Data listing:
————

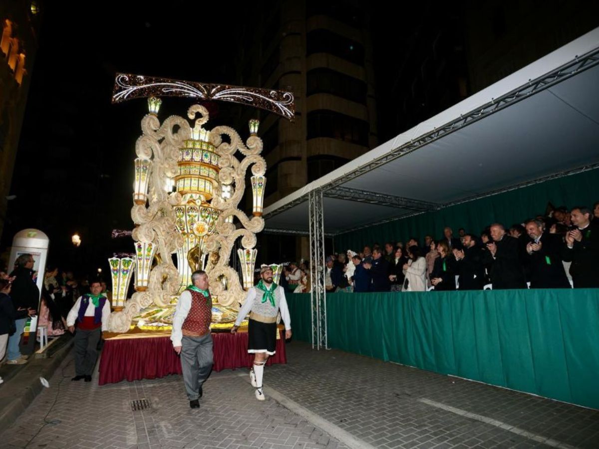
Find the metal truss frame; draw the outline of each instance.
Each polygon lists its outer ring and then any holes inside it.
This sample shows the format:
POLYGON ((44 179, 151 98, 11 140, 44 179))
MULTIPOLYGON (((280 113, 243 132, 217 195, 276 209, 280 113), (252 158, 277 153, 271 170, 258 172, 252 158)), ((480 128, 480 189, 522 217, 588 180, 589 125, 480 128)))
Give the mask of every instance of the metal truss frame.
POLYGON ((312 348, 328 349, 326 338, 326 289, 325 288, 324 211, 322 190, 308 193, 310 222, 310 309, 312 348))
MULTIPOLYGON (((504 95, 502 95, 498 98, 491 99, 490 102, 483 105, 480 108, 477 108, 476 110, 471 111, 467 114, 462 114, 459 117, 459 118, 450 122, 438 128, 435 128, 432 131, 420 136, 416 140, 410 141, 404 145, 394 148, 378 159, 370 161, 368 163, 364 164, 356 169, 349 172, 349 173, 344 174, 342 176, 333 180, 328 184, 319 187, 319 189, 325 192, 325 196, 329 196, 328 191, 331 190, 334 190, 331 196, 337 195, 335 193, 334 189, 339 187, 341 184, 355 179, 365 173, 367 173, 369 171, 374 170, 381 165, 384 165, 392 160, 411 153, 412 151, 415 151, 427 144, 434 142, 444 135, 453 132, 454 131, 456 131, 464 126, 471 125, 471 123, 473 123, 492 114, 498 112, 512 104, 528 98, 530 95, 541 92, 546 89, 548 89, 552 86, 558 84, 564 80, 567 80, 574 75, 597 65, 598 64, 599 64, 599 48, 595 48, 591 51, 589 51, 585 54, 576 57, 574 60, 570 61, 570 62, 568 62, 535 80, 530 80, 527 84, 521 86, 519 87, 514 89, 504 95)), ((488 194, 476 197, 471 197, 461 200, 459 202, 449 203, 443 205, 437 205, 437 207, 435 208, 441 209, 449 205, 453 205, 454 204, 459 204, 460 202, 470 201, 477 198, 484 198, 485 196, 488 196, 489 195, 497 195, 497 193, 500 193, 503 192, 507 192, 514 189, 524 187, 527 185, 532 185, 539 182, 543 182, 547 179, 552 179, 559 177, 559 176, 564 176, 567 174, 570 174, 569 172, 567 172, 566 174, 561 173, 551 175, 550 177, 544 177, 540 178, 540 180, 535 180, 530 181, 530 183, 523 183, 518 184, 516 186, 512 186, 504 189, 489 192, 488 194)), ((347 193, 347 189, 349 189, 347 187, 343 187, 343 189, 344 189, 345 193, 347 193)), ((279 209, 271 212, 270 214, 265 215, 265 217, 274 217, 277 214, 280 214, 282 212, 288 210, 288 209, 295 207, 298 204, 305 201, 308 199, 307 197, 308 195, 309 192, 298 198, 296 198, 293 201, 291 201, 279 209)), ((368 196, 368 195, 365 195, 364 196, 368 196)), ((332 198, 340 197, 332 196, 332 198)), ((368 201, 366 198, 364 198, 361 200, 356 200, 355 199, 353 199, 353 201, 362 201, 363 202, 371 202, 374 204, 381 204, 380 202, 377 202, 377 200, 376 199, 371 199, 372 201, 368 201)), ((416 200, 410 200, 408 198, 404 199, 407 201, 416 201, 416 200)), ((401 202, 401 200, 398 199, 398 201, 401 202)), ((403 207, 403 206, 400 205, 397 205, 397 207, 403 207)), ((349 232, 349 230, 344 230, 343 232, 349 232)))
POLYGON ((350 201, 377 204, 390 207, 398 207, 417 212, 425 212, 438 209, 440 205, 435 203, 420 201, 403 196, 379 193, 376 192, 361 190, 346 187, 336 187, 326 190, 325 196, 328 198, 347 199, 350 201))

————

** EXERCISE PROMPT **
Ignore the images and quote every line of the listing exactly.

** THE RESPONSE **
Find the metal truss frame; draw the outline of each instance.
Each polygon lists its outer ring and then any holes inside it.
This sample shows the format:
POLYGON ((44 179, 151 98, 11 140, 44 179))
MULTIPOLYGON (((280 113, 243 132, 217 195, 276 209, 280 113), (252 158, 277 153, 271 170, 258 172, 252 158)), ((480 128, 480 189, 522 217, 588 180, 589 125, 480 128)))
Give the mask of every instance of the metal truss frame.
POLYGON ((312 348, 328 349, 326 338, 326 289, 325 288, 324 211, 322 190, 308 193, 310 222, 310 309, 312 348))
MULTIPOLYGON (((504 95, 502 95, 498 98, 491 99, 490 102, 483 105, 480 108, 477 108, 476 110, 471 111, 467 114, 462 114, 459 117, 459 118, 450 122, 438 128, 435 128, 432 131, 420 136, 416 140, 410 141, 404 145, 394 148, 378 159, 370 161, 368 163, 364 164, 356 169, 349 172, 349 173, 344 174, 342 176, 333 180, 328 184, 319 187, 319 189, 325 192, 325 196, 329 196, 328 191, 331 190, 334 190, 331 196, 337 195, 335 193, 334 189, 339 187, 341 184, 355 179, 365 173, 367 173, 369 171, 374 170, 381 165, 384 165, 392 160, 411 153, 412 151, 415 151, 427 144, 434 142, 444 135, 453 132, 454 131, 456 131, 464 126, 471 125, 471 123, 473 123, 492 114, 498 112, 512 104, 528 98, 530 95, 541 92, 546 89, 548 89, 552 86, 558 84, 564 80, 567 80, 574 75, 597 65, 598 64, 599 64, 599 48, 595 48, 591 51, 589 51, 585 54, 576 57, 574 60, 570 61, 570 62, 568 62, 535 80, 530 80, 527 84, 521 86, 519 87, 514 89, 504 95)), ((488 194, 476 197, 471 197, 461 200, 459 202, 449 203, 443 205, 437 205, 437 207, 435 208, 441 209, 449 205, 453 205, 454 204, 459 204, 460 202, 470 201, 477 198, 484 198, 485 196, 488 196, 489 195, 497 195, 497 193, 500 193, 503 192, 507 192, 514 189, 524 187, 527 185, 532 185, 539 182, 543 182, 547 179, 552 179, 559 177, 559 176, 564 176, 567 174, 570 174, 569 172, 567 172, 566 174, 561 173, 551 175, 550 177, 544 177, 540 178, 540 180, 535 180, 530 181, 530 183, 523 183, 518 184, 516 186, 512 186, 504 189, 489 192, 488 194)), ((347 193, 347 189, 349 189, 347 187, 343 187, 343 189, 344 189, 345 193, 347 193)), ((279 209, 271 212, 270 214, 265 215, 265 217, 274 217, 277 214, 280 214, 282 212, 288 210, 288 209, 295 207, 298 204, 305 201, 308 199, 307 197, 308 195, 309 192, 298 198, 296 198, 293 201, 291 201, 279 209)), ((368 196, 368 195, 365 195, 364 196, 368 196)), ((332 198, 340 197, 332 196, 332 198)), ((368 201, 366 198, 364 198, 361 200, 356 200, 355 199, 353 199, 353 201, 362 201, 363 202, 371 202, 374 204, 381 204, 380 202, 377 202, 377 200, 376 199, 371 199, 372 201, 368 201)), ((416 200, 410 200, 408 198, 404 199, 407 201, 416 201, 416 200)), ((401 202, 401 200, 398 199, 398 201, 401 202)), ((403 207, 403 206, 400 205, 397 205, 397 207, 403 207)), ((349 232, 349 230, 344 230, 343 232, 349 232)))
POLYGON ((350 201, 377 204, 390 207, 398 207, 417 212, 425 212, 438 209, 440 205, 435 203, 420 201, 403 196, 379 193, 376 192, 361 190, 346 187, 336 187, 326 190, 325 196, 328 198, 347 199, 350 201))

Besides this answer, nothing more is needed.